Task to complete:
Answer these three questions from the opinion letter below, one per line:
1. Which two cities are considering materially identical agreements?
2. What is the anticipated net capacity of the Plum Point Energy Station?
3. In what year is the Plum Point Energy Station expected to enter commercial operation?

Quoted passage:
▼

Opinion No.

C. Jason Carter, Deputy City Attorney City of North Little Rock 300 Main Street Post Office Box 5757 North Little Rock, AR 72119

Dear Mr. Carter:

You have requested approval, pursuant to the Interlocal Cooperation Act, A.C.A. § 25-20-101 et seq., of a document captioned "Unit Power Purchase Agreement" (the "Agreement"), between the City of North Little Rock and the Missouri Joint Municipal Electric Utility Commission ("MJMEUC"). This document is a modified version of a proposed interlocal agreement I recently approved in Ark. Op. Att'y Gen. No. 2006-005. You indicate in your request that the cities of Osceola and Piggott are considering entering into materially identical agreements.

RESPONSE

For the reasons set forth below, I hereby approve the Agreement as in proper form and compatible with the laws of this state.

The Agreement represents that "MJMEUC was formed for the purpose of procuring electric energy and capacity for the benefit of, and pursuant to the governance and direction of, MJMEUC's members." The Agreement characterizes the City of North Little Rock as "an advisory member of MJMEUC."

The Agreement recites the following factual background:

MJMUEC is engaged in negotiations to acquire an Undivided Interest (as defined below) in the Plum Point Energy Station ("PPES"), a single-unit, coal-fueled generating station with an anticipated net capacity of approximately 665 MW, which is under development by Plum Point Energy Associates, LLC ("PPEA") near Osceola, Arkansas[.]

The Agreement further represents that "PPES is expected to enter commercial operation in 2010 and to have a useful service life of at least 40 years[.]" The Agreement further provides as follows:

WHEREAS, City desires to enter into an agreement for a long-term, cost-based purchase from MJMEUC of capacity and energy to be provided from MJMEUC's Undivided Interest in PPES, and MJMEUC desires to make such a sale to City, all pursuant to the terms and conditions set forth herein; and

WHEREAS, in exchange for the opportunity to make purchases hereunder on terms that provide benefits similar to those of ownership of PPES, City agrees to equitably share, pursuant to the terms and conditions set forth herein, in the development and other risks (including certain up-front costs) that MJMEUC must bear in connection with its efforts to obtain an Undivided Interest in PPES; and

WHEREAS, MJMEUC will rely on the commitment entered into by CITY herein in going forward with MJMEUC's efforts to obtain and finance an Undivided Interest in PPES; and

WHEREAS, MJMEUC will rely on the commitment entered into by City herein in going forward with MJMEUC's efforts to obtain and finance an Undivided Interest in PPES.

NOW, THEREFORE, in consideration of the premises, the mutual promises and agreements set forth herein and other good and valuable consideration, the receipt, sufficiency and adequacy of which are hereby acknowledged, the PARTIES do hereby agree as follows:. . . .

▲

Bounding box annotation entries
▼

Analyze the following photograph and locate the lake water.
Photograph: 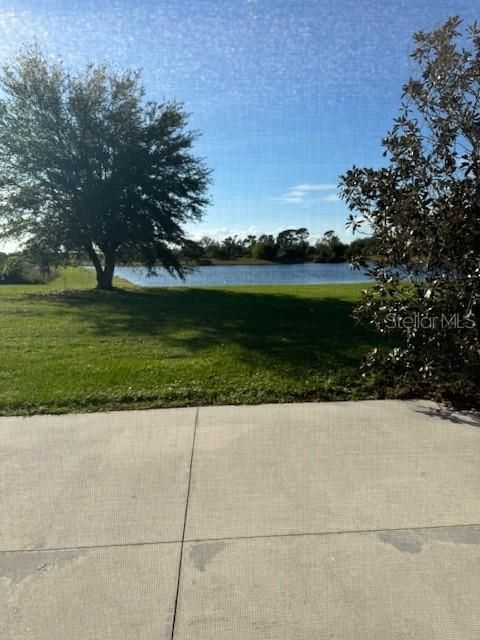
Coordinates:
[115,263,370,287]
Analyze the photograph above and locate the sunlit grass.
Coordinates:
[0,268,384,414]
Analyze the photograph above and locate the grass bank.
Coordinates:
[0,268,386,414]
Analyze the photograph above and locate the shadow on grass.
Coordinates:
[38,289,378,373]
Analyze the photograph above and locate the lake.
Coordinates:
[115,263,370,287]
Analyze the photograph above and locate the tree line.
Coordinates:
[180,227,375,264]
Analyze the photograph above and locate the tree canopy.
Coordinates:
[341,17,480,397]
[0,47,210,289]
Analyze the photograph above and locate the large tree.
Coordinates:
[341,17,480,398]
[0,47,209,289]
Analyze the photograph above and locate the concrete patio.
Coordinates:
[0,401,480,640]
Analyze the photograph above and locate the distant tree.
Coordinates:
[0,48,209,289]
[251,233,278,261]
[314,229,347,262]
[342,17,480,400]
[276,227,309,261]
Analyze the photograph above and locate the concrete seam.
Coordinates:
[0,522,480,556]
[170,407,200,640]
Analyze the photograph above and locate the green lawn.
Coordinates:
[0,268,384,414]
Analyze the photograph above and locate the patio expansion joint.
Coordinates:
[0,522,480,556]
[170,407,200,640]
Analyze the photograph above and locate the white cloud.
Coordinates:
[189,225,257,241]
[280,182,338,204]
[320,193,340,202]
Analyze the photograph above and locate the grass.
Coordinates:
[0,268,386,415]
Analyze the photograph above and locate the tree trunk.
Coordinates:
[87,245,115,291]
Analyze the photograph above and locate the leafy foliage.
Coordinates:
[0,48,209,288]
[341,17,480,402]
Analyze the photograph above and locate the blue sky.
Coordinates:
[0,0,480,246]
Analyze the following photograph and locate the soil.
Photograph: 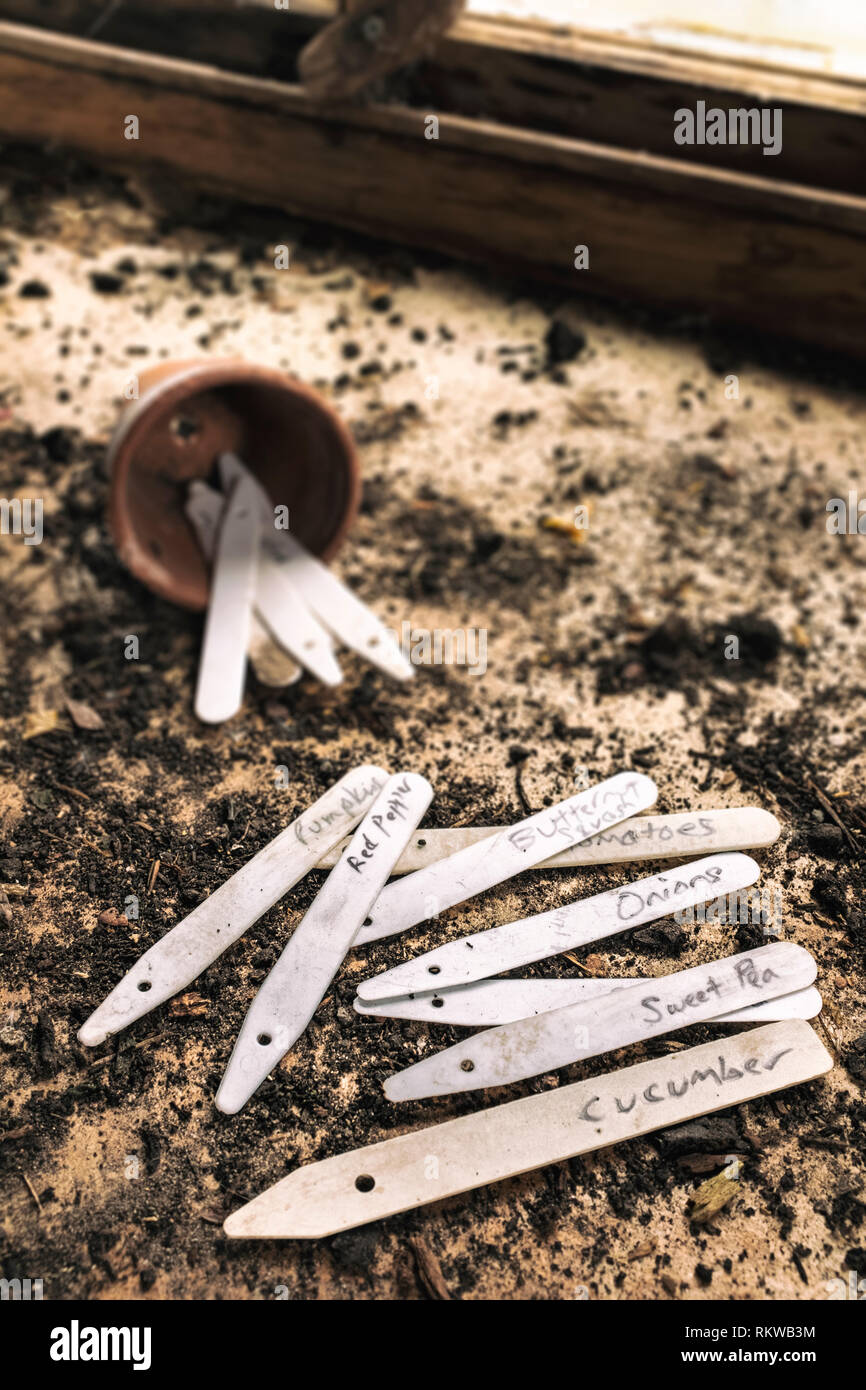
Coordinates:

▲

Task response:
1. Osceola and Piggott
2. Approximately 665 MW
3. 2010